It was my first solo outing with Diego and I was rather nervous. I had been dating Diego’s owner – Guillermo, now my husband of eight years – for a few weeks, and my rapid transformation from naysayer of canines to budding dog lover left those who knew me feeling somewhere between pleasantly surprised and dubious to the point of incredulity. I couldn’t quite believe it myself.
I had set forth a lot of rules concerning Diego. At first he wasn’t allowed into the house I’d rented in Laurel Canyon on Wonderland Avenue – located, incidentally, next door to the where the famed Wonderland murders involving porn star John Holmes went down in 1981 – until I found that the futon at Guillermo’s across town in Silver Lake gave me a backache, not to mention that his ex was still living there with two dogs of his own. That first night at mine, I didn’t allow Diego up on the bed, and as a consequence we woke the next morning to the gentle pitter-patter of Diego’s urine as it hit the closet door, him looking up at me directly in the eye with brows furrowed and leg lifted. A bold act of defiance for an otherwise beautifully behaved dog, his message was clear: there are three of us in this relationship, and this second-class citizen bullshit must come to an end. I was struck by this little being’s ability to convey his situation, clear and simple, without guile or aggression, and found myself completely disarmed, left with nowhere to go but to get over myself. This sort of direct exchange doesn’t happen with cats, which are more likely to wait until you leave, then pee under your bed for weeks and weeks until you finally notice the stench then discover the floorboards have curled and must be replaced.

> _PROBLEMS TO WORK ON_
[A] In the passage about Diego, on which street was the house the narrator rented in Laurel Canyon?
[B] From the passage about Diego, return the part that opens with the words containing "It was my first" and closes with "believe it myself.".
[C] Translate this sentence from the passage about Diego into German: "I had set forth a lot of rules concerning Diego."
The lines after this point come from a separate, unrelated source.

> _DATA FOR REVIEW_

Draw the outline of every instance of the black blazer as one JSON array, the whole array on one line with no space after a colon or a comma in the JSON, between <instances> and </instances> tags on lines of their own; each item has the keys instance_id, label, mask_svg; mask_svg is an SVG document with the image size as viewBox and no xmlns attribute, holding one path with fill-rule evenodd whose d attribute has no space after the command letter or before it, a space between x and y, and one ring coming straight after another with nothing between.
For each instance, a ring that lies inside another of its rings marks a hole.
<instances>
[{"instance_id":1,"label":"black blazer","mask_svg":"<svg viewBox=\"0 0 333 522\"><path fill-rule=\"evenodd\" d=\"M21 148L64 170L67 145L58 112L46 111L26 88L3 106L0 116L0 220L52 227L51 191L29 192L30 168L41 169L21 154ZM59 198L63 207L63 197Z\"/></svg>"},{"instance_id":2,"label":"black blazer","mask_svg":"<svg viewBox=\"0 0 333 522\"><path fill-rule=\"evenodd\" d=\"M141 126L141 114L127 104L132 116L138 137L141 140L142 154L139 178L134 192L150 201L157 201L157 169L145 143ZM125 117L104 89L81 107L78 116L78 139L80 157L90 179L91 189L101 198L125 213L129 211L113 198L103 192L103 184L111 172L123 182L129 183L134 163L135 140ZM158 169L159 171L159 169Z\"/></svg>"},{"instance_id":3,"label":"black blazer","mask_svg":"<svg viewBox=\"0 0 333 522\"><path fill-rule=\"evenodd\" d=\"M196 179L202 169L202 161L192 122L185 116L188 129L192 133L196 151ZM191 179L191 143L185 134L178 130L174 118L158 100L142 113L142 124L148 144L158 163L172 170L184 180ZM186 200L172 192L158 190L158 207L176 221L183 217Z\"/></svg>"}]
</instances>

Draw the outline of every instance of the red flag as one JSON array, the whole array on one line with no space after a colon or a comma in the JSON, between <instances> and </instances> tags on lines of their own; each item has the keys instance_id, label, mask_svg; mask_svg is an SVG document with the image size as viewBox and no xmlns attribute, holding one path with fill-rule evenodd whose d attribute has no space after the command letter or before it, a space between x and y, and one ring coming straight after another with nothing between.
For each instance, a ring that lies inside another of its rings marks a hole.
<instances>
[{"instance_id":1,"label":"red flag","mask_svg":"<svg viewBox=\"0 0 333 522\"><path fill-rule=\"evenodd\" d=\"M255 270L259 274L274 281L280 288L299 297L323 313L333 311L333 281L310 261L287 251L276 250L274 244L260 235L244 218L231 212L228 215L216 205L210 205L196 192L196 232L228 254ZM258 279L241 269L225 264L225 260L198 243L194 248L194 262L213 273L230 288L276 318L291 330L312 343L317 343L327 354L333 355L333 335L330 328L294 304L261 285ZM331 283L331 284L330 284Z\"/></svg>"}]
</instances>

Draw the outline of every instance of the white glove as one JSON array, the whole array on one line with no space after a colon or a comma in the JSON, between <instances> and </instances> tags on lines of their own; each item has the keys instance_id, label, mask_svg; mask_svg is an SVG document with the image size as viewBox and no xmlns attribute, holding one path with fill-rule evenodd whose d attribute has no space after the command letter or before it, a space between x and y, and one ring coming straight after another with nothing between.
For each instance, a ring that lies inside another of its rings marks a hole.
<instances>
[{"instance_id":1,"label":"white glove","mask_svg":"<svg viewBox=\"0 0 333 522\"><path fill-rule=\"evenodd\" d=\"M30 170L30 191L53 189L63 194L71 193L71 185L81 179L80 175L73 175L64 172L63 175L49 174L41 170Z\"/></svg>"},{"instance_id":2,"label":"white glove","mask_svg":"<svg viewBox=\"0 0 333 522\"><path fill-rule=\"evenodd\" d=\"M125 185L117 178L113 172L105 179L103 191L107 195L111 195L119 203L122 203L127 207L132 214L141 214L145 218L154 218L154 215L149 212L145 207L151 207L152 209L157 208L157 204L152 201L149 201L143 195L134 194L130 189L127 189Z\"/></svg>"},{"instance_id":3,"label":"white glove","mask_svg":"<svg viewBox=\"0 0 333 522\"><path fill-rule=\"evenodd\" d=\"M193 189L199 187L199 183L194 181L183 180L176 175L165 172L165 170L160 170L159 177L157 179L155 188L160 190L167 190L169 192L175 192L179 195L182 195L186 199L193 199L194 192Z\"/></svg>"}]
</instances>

> _ANSWERS_
[A] Wonderland Avenue.

[B]
It was my first solo outing with Diego and I was rather nervous. I had been dating Diego’s owner – Guillermo, now my husband of eight years – for a few weeks, and my rapid transformation from naysayer of canines to budding dog lover left those who knew me feeling somewhere between pleasantly surprised and dubious to the point of incredulity. I couldn’t quite believe it myself.

[C] Ich hatte viele Regeln in Bezug auf Diego aufgestellt.